'''
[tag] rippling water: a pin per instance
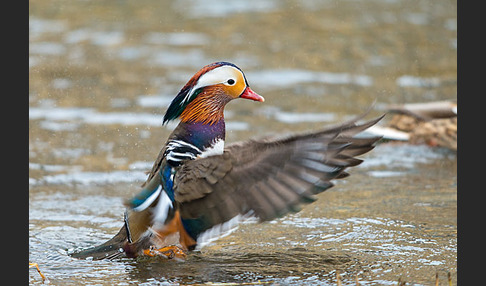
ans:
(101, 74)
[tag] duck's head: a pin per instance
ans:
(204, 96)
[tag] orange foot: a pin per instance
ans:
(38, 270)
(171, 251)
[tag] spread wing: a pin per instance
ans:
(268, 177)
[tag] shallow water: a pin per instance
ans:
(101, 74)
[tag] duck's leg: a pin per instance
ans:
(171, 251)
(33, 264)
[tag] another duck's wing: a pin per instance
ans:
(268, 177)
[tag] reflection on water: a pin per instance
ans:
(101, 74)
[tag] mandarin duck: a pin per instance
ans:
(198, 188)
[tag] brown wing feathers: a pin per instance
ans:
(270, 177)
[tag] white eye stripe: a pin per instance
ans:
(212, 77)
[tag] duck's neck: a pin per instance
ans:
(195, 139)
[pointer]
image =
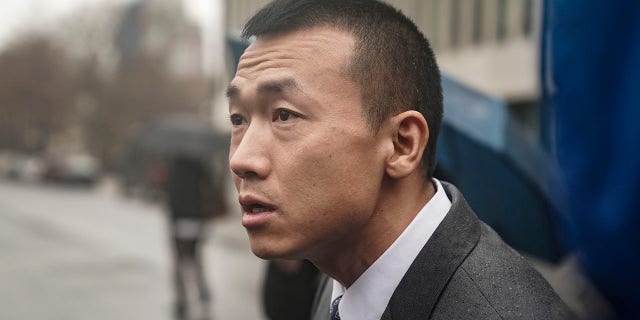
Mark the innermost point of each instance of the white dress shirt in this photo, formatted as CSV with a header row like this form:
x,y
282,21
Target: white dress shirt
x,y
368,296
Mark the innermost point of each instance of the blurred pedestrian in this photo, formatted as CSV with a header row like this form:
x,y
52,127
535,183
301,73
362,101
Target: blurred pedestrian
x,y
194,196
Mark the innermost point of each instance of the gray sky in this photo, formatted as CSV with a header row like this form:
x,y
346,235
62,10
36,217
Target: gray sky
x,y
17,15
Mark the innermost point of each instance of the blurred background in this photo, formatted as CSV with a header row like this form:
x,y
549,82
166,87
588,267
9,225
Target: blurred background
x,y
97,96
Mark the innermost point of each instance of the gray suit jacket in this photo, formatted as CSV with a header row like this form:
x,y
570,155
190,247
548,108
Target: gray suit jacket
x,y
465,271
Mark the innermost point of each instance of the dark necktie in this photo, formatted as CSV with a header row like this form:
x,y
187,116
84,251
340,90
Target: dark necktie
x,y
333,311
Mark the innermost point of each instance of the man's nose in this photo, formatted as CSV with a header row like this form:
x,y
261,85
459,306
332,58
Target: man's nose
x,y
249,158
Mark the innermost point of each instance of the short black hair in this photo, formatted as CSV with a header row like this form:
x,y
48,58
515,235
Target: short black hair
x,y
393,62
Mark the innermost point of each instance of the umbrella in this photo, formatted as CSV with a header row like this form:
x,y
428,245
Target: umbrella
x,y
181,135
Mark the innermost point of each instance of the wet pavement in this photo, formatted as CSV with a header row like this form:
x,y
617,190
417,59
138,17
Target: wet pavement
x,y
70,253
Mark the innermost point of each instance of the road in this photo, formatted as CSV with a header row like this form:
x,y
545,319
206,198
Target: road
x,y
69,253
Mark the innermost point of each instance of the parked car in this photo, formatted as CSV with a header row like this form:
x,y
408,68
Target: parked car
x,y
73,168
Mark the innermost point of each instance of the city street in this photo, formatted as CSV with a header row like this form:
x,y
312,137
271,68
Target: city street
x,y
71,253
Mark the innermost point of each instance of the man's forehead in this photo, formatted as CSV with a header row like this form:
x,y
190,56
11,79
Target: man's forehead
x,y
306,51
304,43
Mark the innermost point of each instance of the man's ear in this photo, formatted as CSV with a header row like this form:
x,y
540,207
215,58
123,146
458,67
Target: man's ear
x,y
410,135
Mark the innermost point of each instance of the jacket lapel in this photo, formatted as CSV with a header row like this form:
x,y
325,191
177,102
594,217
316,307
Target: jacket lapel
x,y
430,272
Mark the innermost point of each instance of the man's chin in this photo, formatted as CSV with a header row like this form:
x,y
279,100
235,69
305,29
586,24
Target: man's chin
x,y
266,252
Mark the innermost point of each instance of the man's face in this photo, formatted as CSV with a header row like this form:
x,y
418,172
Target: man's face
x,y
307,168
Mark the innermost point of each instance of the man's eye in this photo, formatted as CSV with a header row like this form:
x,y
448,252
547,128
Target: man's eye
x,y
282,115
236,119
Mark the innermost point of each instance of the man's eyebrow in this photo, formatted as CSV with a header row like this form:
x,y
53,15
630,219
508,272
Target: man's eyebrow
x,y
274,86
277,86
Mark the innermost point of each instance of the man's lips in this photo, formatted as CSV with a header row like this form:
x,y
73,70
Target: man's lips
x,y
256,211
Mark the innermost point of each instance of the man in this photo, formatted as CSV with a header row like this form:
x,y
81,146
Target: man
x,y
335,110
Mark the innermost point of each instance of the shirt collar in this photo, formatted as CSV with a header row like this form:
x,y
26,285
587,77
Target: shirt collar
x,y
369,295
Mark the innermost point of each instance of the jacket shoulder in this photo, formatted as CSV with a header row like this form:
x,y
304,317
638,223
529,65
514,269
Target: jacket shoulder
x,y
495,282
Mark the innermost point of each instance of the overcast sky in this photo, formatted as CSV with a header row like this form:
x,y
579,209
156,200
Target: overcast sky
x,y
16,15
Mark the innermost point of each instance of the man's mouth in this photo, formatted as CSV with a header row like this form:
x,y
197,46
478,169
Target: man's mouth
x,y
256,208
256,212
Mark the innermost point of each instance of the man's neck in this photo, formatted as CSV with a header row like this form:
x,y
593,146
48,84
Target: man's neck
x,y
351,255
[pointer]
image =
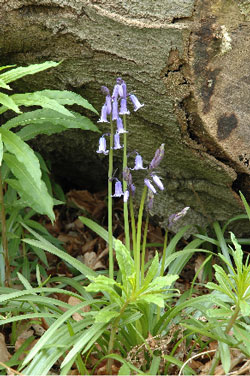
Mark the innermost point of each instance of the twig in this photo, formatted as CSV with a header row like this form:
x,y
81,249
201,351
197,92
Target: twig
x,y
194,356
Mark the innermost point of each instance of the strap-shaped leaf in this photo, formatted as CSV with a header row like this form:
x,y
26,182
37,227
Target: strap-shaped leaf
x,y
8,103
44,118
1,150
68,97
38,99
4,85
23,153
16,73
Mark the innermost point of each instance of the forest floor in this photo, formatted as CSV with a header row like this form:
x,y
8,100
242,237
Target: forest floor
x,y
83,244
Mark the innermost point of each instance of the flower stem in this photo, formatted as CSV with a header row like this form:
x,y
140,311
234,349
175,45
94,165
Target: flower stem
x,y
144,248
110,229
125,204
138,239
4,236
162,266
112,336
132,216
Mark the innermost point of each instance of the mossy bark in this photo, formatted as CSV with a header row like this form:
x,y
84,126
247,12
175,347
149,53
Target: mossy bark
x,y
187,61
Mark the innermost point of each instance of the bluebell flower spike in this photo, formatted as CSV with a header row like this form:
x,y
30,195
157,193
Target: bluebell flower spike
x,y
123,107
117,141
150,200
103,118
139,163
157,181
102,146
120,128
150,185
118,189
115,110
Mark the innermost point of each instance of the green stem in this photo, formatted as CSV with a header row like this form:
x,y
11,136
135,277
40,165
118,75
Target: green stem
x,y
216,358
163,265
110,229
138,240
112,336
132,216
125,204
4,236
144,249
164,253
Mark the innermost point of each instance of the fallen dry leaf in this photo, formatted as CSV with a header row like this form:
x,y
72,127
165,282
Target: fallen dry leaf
'''
The exercise:
Omit every image. Quote each record exactly.

Worked solution:
[tag] rippling water: a pin per instance
ans:
(101, 74)
[tag] duck's head: a pin per instance
ans:
(204, 96)
[tag] orange foot: a pin per instance
ans:
(38, 270)
(171, 251)
[tag] spread wing: a pin per instance
ans:
(268, 177)
[tag] shallow water: a pin per instance
ans:
(101, 74)
[tag] duck's leg: a pin per instance
ans:
(171, 251)
(33, 264)
[tag] another duck's wing: a pin per instance
ans:
(268, 177)
[tag] reflection on water: a pin per instance
ans:
(101, 74)
[tag] mandarin duck: a pin per instance
ans:
(198, 188)
[tag] brown wing feathers: a pin per instance
ans:
(270, 177)
[tag] white eye stripe: a pin per instance
ans:
(212, 77)
[tag] duck's neck: a pin per instance
ans:
(195, 139)
[pointer]
image =
Mark the innermost point of each instance of the white dress shirt in this photo, formatted as CSV with a header row like this form:
x,y
282,21
Target: white dress shirt
x,y
368,296
Mark the innermost point of each instance of the blurred pedestrian in this photo, formatted as CSV with a header row like this form:
x,y
52,127
535,183
301,73
362,101
Target: blurred pedestrian
x,y
194,196
Mark the innermost point of each instance of the gray sky in this photo, formatted as CSV with a header row like this form:
x,y
346,235
62,10
36,217
Target: gray sky
x,y
17,15
Mark the innermost point of each instance of the blurred background in this photo, formatted as CSV with a header row like this form:
x,y
549,82
166,87
588,267
9,225
Target: blurred background
x,y
97,96
Mark the innermost point of each instance of the gray suit jacket in this photo, formatted as CSV with a header row like this form:
x,y
570,155
190,247
548,108
Target: gray suit jacket
x,y
465,271
Mark the innermost point of each instance of the dark necktie in this photo, formatted as CSV with a header row like this form:
x,y
187,116
84,251
340,90
Target: dark necktie
x,y
333,311
Mark the innermost point of each instance of the man's nose in this photo, formatted as CSV with a header row like this form:
x,y
261,85
459,306
332,58
Target: man's nose
x,y
249,158
Mark the innermost point of each instance of the short black hair in this photo, formatted as CSV with a header row like this form:
x,y
48,58
515,235
Target: short black hair
x,y
393,62
Mark the innermost point of each instance of the umbrella in this photo, formatted as CSV with a header row like this form:
x,y
428,245
Target: umbrella
x,y
181,135
Mark the innermost point of each instance of the wet pavement in this photo, formatted as CSV with a header row like this form:
x,y
617,190
417,59
138,17
Target: wet pavement
x,y
70,253
Mark the innermost point of each instance of the road in this photo, formatted as CSV with a header row like this form:
x,y
545,319
206,198
Target: road
x,y
69,253
Mark the innermost point of each instance of the parked car in this photo, formatted as CSV with a header row like this form:
x,y
408,68
Target: parked car
x,y
73,168
Mark the innermost point of each instance of the city street in this photo, formatted as CSV with a header row like this form:
x,y
312,137
271,68
Target: city street
x,y
71,253
Mark the innermost point of each instance of the man's forehead in this photo, formatted as CSV with a header row like this form:
x,y
190,56
11,79
Target: man's forehead
x,y
306,51
304,43
Mark the innermost point of each instance of the man's ear in this photo, formatted as CSV with a header row like this form:
x,y
540,207
215,58
123,146
458,67
Target: man's ear
x,y
410,135
Mark the innermost point of each instance of the jacket lapel in this photo, formatted as CSV with a header row like this form:
x,y
325,191
177,102
594,217
316,307
Target: jacket lapel
x,y
430,272
Mark the innermost point of each instance of the man's chin in this photo, formatted as CSV with a header row like this form:
x,y
279,100
235,69
305,29
586,24
Target: man's chin
x,y
266,252
Mark the innermost point of each instance of the man's face in this photo, formatted as CSV with a header row like this form:
x,y
418,172
Target: man's face
x,y
307,168
Mark the innermost point of each instance of the man's eye in this photo, formatted as CSV with a header row like this form:
x,y
448,252
547,128
Target: man's eye
x,y
282,115
236,119
Mark the innermost point of each instance of the man's eyebrow in this photo, formatted as CSV with a header row like this form:
x,y
53,15
630,219
508,272
Target: man's eyebrow
x,y
274,86
277,86
Mark the innermost point of each instance of the man's lips in this photo, formatted as CSV with a header row like this form:
x,y
73,70
Target: man's lips
x,y
256,211
Mark the innermost point of each instance of the man in this photo, formatted as CSV with a header row like this form:
x,y
81,146
Target: man
x,y
335,110
Mark the innermost point of each instance of the shirt collar in this photo, formatted as CSV with a header row like this form:
x,y
26,285
587,77
Target: shirt collar
x,y
369,295
Mark the innermost point of each instance of the jacket shoulder in this photo, formatted as CSV with a header row like this form:
x,y
304,317
638,223
529,65
514,269
Target: jacket shoulder
x,y
495,282
Mark the innermost point of each instance of the overcast sky in this photo, formatted as CSV with a header row like this form:
x,y
579,209
156,200
Target: overcast sky
x,y
16,15
Mark the innermost point of each instance of the man's mouth in this photo, formatted as CSV with a header row like this form:
x,y
197,46
478,169
Target: man's mouth
x,y
256,208
256,212
Mark the innermost point of each instance of the man's neck in this photo, formatted as CSV with a header row like this form:
x,y
593,146
48,84
Target: man's neck
x,y
351,255
[pointer]
image =
Mark the innermost point of each instance of the twig in this photo, formatted as CSV with a header row like this form:
x,y
81,249
201,351
197,92
Target: twig
x,y
194,356
Mark the innermost point of each instance of the strap-shaped leaf in this photo, formatted as CSV with a header row like this form:
x,y
26,182
37,227
Target: strap-shaped leaf
x,y
8,103
44,118
1,150
68,97
38,99
4,85
23,153
16,73
Mark the innermost point of each instance of the forest floor in this photo, formatted as CSV with a header row like this form:
x,y
8,100
242,237
Target: forest floor
x,y
83,244
Mark the innermost point of each instance of the flower stem in this photo, formatted as CSV with a header row like this form:
x,y
140,311
234,349
175,45
94,165
Target: flower stem
x,y
144,248
110,229
125,204
138,239
4,236
162,266
112,336
132,216
Mark the innermost point of each instance of the mossy bark in this photo, formatted as CSV with a header row like this form:
x,y
84,126
247,12
175,347
149,53
Target: mossy bark
x,y
187,61
Mark the innermost point of each instance of the bluebell flower spike in this photo, formatted as CSV with a header row like this form:
x,y
30,195
157,193
Target: bluebell flower spike
x,y
123,107
117,141
150,200
103,118
139,163
157,181
102,146
120,128
150,185
118,189
115,110
Mark the innermost point of each instance of the green stem in this photo, formatted as CSV with a header row like this form:
x,y
11,136
135,277
40,165
118,75
Target: green stem
x,y
216,358
163,265
110,229
138,240
112,336
132,216
125,204
4,236
144,249
164,253
Mark the innermost point of each instance of the fallen dry leaf in this photo, formatted as CSV with a header row like this form:
x,y
72,127
165,282
Target: fallen dry leaf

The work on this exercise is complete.